=== Testo di partenza ===
Voto Visitatori: | 6,50 / 10 (7 voti) | Grafico | |
Voto Recensore: | 7,00 / 10 | ||
Il regista italo-argentino Lucas Pavetto ritorna al lungometraggio dopo il discreto esito de "Il marito perfetto", film d'esordio a sua volta tratto da un proprio mediometraggio dal titolo omonimo.
La produzione è tutta italiana, ma il film viene girato negli Stati Uniti vista l'impossibilità di reperire fondi sufficienti sul suolo italico. Viene mantenuta la stessa coppia di protagonisti che avevano caratterizzato "Il marito perfetto", Bret Leonard e Gabriella Wright, rispettivamente nel ruolo del giovane alcolizzato e di un'assistente sociale che cerca di farlo uscire dalla sua dipendenza.
Prima di parlare specificatamente di questo film occorre fare un breve digressione su un altro lavoro di Pavetto, precedente di qualche anno all'altro mediometraggio, "Il marito perfetto".
=== Dati raccolti ===
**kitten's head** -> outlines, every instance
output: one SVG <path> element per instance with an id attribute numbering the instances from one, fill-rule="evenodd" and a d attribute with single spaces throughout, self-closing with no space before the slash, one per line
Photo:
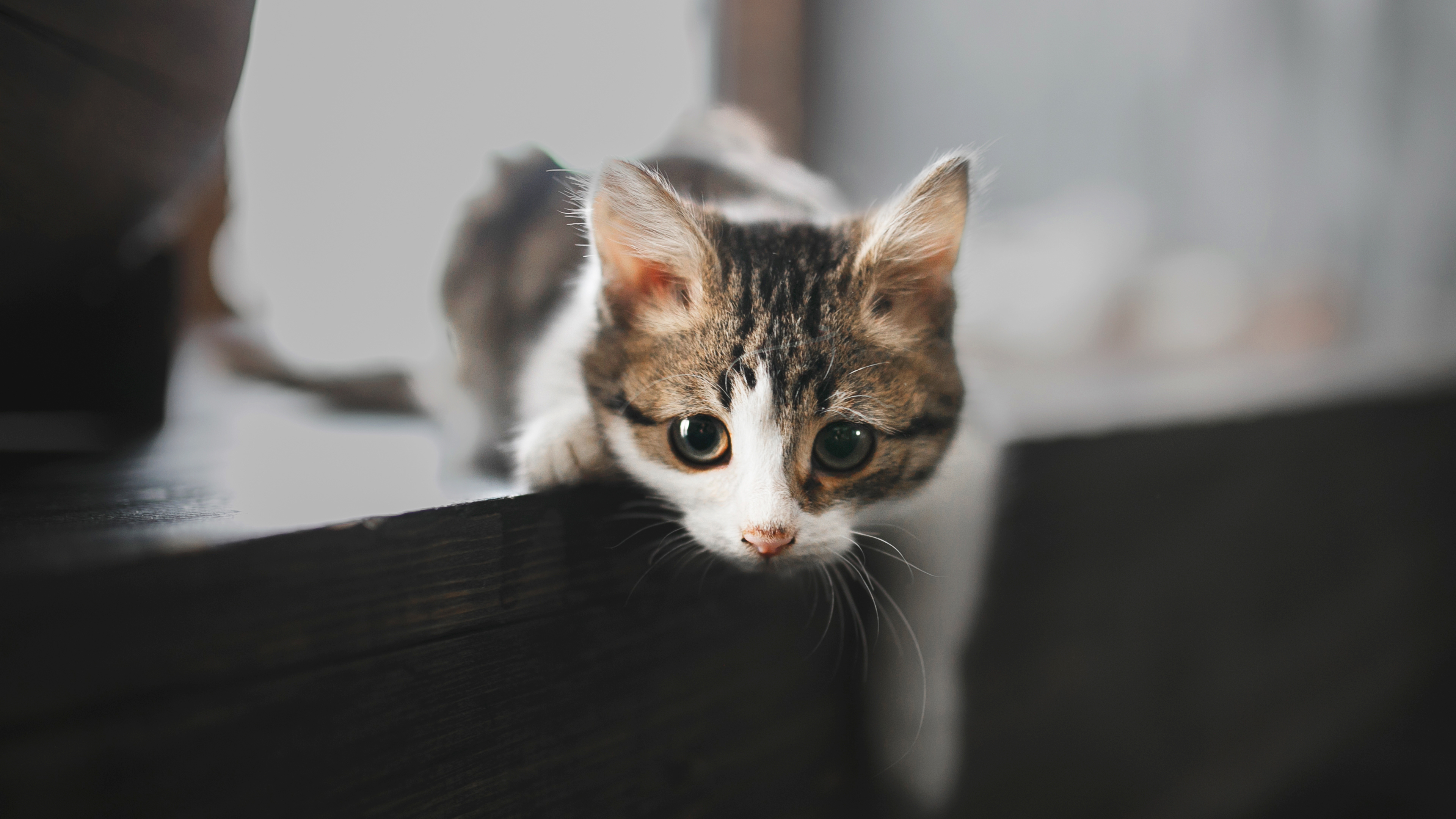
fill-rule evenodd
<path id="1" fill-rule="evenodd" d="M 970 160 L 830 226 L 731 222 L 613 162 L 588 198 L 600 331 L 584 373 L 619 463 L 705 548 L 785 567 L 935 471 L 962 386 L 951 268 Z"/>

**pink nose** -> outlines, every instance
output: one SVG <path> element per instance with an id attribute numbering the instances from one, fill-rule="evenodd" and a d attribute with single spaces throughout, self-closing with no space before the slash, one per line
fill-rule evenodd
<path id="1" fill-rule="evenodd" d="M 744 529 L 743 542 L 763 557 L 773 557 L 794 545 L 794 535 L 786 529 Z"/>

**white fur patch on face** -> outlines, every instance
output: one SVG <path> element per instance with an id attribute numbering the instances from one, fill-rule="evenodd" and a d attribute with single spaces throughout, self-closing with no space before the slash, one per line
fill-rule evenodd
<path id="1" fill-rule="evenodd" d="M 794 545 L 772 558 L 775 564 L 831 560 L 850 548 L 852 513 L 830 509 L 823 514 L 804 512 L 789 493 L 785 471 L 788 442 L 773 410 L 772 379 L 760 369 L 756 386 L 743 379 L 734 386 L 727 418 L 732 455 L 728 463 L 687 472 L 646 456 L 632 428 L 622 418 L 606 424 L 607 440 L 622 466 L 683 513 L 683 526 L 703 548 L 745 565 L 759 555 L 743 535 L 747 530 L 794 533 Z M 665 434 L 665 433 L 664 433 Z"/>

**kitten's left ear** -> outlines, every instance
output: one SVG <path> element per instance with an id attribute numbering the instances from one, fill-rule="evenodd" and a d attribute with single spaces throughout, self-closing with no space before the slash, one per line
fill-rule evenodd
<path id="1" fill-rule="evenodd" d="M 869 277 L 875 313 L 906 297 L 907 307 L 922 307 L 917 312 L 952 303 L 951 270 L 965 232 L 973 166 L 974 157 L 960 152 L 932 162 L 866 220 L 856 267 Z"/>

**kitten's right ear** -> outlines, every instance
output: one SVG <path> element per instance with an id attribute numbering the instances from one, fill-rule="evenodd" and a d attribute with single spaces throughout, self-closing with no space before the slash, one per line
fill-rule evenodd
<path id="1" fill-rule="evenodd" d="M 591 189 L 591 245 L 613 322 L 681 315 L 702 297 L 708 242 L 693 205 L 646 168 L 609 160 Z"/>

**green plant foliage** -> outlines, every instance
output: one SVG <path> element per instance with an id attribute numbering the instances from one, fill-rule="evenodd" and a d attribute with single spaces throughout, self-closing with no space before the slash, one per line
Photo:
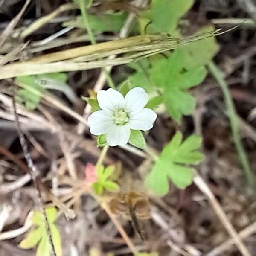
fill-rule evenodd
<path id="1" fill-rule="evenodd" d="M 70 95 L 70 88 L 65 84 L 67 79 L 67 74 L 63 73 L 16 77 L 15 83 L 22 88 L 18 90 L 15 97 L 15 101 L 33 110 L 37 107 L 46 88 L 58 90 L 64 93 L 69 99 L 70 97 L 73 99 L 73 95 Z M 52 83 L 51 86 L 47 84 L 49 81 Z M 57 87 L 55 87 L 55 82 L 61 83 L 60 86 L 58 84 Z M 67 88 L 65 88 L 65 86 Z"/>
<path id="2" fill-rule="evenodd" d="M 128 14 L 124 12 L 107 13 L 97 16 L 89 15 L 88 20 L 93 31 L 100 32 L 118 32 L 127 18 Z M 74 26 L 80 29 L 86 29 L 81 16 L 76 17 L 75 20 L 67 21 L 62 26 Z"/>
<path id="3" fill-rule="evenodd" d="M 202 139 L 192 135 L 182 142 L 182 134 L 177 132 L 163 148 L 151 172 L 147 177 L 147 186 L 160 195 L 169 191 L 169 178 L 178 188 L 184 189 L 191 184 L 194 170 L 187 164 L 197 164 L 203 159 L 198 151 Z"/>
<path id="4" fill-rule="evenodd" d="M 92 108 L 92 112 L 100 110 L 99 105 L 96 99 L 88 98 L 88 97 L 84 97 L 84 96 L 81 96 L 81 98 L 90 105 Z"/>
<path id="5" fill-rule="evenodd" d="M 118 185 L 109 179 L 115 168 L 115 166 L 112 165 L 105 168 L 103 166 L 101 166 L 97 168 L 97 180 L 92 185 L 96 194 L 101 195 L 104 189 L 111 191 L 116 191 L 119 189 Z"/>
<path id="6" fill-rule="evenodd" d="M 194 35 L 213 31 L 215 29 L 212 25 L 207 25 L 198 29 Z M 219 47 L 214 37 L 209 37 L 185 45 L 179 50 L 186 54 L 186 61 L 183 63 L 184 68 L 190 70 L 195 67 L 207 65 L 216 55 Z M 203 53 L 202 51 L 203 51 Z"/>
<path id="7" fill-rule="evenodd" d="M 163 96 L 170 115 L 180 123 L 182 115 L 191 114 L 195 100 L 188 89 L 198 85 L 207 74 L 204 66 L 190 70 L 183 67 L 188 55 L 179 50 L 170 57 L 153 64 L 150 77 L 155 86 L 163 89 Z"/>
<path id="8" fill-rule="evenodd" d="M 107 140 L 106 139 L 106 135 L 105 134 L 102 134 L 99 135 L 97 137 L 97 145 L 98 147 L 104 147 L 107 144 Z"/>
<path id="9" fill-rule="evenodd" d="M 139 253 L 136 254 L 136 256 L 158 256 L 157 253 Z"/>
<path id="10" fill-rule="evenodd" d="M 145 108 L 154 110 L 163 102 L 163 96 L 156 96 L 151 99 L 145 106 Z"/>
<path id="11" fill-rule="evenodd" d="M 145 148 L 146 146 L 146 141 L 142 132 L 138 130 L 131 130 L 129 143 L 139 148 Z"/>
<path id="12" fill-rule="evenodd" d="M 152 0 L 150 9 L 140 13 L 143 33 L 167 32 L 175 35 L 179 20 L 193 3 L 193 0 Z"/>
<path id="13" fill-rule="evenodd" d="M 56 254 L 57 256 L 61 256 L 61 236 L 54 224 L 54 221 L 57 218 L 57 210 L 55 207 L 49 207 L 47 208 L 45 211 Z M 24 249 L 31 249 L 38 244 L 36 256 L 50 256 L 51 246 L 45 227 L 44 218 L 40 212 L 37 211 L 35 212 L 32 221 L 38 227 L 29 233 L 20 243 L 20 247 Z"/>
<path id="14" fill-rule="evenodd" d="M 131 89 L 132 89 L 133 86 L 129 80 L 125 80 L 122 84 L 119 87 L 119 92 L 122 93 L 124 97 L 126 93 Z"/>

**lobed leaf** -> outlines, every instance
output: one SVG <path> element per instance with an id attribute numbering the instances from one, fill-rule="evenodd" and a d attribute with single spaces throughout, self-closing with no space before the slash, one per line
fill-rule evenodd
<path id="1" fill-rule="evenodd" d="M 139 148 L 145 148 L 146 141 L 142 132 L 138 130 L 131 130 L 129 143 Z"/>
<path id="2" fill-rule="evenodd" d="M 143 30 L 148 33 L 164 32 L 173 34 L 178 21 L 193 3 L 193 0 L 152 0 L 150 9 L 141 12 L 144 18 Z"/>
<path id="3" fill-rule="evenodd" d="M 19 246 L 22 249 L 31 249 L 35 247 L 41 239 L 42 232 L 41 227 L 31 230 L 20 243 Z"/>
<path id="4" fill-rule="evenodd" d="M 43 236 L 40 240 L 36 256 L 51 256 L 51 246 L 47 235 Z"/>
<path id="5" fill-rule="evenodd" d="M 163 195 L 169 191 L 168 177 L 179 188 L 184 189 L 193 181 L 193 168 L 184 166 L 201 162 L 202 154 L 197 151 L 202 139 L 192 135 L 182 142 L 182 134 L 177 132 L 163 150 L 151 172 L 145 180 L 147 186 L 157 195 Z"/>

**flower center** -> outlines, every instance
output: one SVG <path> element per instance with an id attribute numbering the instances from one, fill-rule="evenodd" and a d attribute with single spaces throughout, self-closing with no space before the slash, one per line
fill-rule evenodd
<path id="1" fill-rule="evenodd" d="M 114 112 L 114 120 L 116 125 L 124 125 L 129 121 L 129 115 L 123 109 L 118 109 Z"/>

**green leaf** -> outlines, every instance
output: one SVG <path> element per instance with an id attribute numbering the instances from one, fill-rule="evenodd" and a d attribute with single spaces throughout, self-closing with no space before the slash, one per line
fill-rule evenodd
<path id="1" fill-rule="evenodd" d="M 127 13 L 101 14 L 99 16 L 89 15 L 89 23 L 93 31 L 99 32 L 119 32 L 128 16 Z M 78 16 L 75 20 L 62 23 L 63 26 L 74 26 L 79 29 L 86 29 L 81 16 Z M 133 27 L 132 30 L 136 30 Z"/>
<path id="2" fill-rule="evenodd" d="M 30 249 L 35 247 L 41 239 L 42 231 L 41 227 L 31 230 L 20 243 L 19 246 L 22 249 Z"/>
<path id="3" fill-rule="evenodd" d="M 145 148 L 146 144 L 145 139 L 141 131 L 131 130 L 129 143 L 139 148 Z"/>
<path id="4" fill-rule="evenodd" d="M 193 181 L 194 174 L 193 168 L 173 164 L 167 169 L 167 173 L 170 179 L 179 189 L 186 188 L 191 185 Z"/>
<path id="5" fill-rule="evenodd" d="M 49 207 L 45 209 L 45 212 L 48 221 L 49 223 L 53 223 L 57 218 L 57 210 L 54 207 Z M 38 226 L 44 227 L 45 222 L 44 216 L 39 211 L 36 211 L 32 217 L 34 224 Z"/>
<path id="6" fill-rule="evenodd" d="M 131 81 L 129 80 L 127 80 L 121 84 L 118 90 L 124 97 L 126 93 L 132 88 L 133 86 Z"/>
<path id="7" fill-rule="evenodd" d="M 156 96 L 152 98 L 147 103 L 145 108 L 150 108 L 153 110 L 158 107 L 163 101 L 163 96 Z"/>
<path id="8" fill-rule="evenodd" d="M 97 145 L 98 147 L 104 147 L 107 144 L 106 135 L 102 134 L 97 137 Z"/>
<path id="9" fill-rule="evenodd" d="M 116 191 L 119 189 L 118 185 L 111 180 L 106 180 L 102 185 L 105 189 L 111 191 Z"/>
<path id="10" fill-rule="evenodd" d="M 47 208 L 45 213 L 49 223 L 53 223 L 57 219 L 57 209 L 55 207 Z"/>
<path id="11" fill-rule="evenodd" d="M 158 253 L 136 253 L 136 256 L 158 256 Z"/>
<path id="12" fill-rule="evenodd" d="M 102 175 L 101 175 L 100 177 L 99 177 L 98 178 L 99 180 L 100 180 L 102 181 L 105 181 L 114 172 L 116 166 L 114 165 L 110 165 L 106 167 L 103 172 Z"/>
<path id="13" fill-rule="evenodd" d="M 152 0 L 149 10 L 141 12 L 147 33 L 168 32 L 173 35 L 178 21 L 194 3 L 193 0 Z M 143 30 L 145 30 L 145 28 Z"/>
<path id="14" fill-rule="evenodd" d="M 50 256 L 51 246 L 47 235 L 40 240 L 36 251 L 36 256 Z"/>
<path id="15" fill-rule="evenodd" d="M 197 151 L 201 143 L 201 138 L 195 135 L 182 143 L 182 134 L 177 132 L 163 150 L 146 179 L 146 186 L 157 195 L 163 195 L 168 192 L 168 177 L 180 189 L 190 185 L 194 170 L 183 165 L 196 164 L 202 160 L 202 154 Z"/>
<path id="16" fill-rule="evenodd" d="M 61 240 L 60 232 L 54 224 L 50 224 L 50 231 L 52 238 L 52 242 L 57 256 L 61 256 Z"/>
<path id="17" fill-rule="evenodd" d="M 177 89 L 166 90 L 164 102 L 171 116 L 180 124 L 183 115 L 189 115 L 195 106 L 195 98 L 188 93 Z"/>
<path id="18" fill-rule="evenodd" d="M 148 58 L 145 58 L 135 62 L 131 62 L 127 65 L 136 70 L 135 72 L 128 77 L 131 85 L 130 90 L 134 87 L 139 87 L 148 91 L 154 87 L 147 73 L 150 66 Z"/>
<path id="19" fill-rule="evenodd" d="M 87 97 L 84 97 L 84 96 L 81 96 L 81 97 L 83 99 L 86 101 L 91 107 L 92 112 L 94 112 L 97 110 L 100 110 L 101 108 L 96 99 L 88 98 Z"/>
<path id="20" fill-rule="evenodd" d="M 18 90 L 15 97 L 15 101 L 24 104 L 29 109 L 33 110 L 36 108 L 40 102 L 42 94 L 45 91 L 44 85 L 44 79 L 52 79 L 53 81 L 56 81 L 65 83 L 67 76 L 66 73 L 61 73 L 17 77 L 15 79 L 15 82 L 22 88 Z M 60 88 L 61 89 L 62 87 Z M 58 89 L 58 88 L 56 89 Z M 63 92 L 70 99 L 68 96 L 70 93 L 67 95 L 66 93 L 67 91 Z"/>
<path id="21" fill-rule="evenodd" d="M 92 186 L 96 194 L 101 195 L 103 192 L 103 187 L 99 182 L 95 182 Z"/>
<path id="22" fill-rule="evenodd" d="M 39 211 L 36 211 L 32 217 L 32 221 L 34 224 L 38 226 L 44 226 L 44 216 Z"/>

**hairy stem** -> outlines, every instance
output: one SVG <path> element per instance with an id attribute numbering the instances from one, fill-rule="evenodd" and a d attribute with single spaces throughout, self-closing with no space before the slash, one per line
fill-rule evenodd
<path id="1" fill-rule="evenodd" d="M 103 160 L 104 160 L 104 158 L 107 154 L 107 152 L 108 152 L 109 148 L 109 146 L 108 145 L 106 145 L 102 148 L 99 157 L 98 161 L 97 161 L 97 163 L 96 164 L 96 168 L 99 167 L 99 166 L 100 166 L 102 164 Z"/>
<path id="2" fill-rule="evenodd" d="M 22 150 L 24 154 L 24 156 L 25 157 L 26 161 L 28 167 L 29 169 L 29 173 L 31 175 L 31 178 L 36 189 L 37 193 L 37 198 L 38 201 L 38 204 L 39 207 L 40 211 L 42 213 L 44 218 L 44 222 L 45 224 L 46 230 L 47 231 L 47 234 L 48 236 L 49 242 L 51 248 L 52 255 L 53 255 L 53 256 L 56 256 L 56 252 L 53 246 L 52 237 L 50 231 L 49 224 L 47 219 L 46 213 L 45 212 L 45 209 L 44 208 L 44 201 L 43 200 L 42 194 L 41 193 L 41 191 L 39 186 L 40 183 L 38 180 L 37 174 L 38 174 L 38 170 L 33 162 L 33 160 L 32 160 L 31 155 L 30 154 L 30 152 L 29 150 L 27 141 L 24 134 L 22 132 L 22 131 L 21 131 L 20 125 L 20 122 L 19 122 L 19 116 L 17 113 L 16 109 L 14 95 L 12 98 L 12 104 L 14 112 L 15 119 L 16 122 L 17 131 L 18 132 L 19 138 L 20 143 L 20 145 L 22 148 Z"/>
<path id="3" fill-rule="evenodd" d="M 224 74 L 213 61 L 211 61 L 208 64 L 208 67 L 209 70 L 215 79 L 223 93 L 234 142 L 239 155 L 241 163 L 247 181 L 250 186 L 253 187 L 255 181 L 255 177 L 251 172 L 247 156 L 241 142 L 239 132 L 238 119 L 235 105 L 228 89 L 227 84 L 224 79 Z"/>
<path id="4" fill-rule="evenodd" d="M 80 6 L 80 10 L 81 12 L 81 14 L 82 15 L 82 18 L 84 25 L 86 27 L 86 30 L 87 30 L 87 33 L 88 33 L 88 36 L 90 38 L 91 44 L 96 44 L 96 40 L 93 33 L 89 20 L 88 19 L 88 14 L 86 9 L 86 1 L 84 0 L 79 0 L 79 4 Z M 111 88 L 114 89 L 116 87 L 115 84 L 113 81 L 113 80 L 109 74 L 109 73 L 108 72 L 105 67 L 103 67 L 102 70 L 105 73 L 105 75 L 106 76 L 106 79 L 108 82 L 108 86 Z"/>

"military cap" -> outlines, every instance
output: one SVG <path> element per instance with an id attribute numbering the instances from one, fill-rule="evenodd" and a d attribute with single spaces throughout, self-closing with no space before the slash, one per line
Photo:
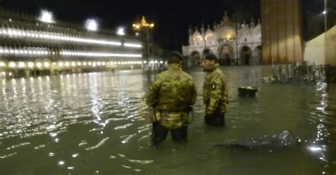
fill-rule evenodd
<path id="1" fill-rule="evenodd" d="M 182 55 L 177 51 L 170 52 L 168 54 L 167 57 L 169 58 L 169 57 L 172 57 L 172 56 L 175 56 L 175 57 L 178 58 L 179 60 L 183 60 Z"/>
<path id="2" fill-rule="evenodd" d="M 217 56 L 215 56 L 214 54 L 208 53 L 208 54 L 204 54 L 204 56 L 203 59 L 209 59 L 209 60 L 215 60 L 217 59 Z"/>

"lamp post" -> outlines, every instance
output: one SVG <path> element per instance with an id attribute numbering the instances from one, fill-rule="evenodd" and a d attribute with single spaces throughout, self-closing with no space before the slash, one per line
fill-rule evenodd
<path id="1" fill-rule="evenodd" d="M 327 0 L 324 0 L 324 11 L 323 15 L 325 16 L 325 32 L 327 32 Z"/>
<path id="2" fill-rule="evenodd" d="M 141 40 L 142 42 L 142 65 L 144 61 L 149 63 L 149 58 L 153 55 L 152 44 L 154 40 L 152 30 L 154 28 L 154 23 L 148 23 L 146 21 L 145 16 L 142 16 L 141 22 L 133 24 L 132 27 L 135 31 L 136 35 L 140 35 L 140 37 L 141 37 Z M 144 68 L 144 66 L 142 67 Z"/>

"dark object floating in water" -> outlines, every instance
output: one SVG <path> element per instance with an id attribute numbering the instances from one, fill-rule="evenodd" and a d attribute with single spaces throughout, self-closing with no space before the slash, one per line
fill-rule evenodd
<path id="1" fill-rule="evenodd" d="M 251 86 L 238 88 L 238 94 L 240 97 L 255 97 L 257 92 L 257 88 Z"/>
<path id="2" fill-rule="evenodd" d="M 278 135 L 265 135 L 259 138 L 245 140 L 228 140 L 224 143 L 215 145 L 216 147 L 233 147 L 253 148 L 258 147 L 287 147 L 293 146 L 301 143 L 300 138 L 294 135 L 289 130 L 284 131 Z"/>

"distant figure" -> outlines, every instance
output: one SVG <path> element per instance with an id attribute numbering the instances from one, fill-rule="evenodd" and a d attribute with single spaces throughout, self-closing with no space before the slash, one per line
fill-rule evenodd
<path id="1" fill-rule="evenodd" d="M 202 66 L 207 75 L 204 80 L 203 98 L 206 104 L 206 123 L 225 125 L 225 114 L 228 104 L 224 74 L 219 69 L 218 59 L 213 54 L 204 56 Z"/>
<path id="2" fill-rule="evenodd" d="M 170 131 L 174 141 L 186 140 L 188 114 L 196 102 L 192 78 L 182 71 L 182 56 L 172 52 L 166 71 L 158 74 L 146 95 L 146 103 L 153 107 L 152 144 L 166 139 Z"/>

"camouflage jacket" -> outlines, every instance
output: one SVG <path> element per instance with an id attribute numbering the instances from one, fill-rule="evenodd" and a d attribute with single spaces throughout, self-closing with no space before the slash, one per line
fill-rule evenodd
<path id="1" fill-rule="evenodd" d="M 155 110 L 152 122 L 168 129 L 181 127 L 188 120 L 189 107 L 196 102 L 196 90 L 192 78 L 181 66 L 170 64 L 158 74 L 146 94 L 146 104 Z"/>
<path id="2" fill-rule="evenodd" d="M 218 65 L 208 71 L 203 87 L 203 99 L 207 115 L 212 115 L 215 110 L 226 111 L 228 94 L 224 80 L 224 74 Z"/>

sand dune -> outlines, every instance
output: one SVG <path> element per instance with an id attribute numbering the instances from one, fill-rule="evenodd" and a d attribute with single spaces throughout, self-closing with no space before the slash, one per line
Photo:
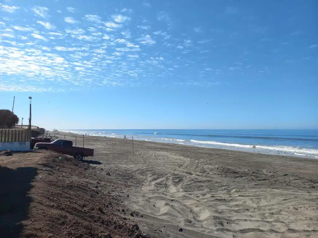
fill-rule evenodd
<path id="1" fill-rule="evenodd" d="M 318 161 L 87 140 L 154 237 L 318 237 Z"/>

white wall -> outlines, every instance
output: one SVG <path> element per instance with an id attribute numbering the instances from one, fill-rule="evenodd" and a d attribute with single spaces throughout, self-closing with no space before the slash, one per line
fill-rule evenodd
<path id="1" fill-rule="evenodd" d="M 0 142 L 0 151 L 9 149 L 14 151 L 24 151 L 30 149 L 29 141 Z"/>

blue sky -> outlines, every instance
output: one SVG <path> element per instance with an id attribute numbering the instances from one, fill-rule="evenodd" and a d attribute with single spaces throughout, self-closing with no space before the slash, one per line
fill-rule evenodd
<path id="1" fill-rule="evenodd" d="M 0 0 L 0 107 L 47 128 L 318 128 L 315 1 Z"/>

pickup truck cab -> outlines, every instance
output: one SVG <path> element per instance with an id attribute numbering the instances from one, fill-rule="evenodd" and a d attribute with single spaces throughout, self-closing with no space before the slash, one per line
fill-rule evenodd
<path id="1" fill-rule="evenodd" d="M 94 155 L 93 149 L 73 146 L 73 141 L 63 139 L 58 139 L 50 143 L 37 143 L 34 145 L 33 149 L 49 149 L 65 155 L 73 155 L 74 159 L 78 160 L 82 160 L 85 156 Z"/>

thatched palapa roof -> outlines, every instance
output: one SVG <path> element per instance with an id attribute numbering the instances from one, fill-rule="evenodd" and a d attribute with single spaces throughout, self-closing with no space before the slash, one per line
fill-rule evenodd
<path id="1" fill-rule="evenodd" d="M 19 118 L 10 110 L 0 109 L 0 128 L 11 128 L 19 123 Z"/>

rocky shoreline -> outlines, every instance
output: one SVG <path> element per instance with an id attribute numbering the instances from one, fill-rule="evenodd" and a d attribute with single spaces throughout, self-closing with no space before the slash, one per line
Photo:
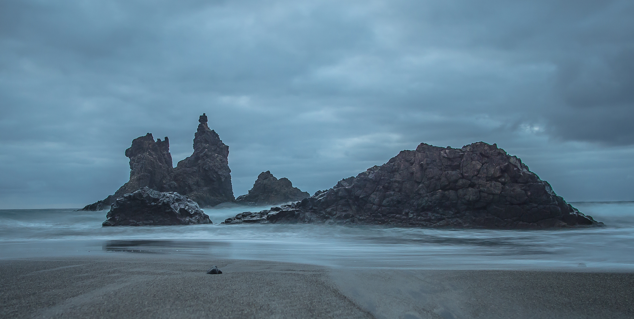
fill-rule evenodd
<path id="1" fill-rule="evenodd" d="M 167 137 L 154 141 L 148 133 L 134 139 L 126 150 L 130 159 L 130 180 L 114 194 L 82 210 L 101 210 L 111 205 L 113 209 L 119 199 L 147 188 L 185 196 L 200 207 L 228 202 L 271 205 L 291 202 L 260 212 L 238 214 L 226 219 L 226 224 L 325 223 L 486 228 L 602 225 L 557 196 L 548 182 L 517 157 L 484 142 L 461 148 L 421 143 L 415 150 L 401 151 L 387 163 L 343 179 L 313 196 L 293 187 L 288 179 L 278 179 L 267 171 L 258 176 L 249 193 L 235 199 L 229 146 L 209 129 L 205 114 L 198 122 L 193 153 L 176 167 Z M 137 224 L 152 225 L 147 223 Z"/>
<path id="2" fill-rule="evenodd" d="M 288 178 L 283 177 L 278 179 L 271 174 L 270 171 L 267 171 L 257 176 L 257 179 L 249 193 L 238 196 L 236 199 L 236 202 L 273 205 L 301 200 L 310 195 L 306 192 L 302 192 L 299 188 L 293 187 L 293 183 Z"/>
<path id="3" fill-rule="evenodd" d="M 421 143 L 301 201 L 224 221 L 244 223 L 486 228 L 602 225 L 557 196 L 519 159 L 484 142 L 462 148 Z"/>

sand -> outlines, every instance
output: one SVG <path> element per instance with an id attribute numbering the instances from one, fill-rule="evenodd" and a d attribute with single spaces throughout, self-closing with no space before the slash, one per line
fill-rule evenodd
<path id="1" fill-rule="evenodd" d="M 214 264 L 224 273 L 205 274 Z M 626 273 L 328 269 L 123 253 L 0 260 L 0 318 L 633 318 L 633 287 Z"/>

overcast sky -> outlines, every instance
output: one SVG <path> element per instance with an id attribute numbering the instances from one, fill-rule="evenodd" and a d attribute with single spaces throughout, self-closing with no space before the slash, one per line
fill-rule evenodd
===
Cosa fare -
- 1) Rispondi a queste domande sulla recensione:
(a) In quale paese è stato girato il film?
(b) Quale ruolo ha Gabriella Wright?
(c) Che voto dà il recensore?
- 2) Prosegui la recensione del film di Lucas Pavetto partendo dall'ultima frase.

Risposte date -
- 1)
(a) Negli Stati Uniti.
(b) È un'assistente sociale che cerca di far uscire un giovane alcolizzato dalla sua dipendenza.
(c) 7,00 / 10.

- 2)
Nel 2009 con un budget praticamente zero, Pavetto realizza "Il lercio", storia di un uomo avaro oltre ogni limite dell'umana comprensione. Una patologia che aveva come conseguenza tutta una serie di comportamenti assurdi quanto mostruosi di una persona che pur di accumulare denaro sarebbe stata disposta a tutto e sacrificando tutto, amore ed amicizia in primo luogo.
Il lavoro in questione è molto diverso dall'"Alcolista", soprattutto per l'utilizzo di registri diversi tra di loro. Pavetto spingeva molto sul grottesco nel lercio, proprio a sottolineare l'assurdità e la tragicità dei comportamenti del suo protagonista, mentre nell'"Alcolista" il grottesco è pressoché assente ed utilizza diverse tonalità più vicine a prodotti di genere.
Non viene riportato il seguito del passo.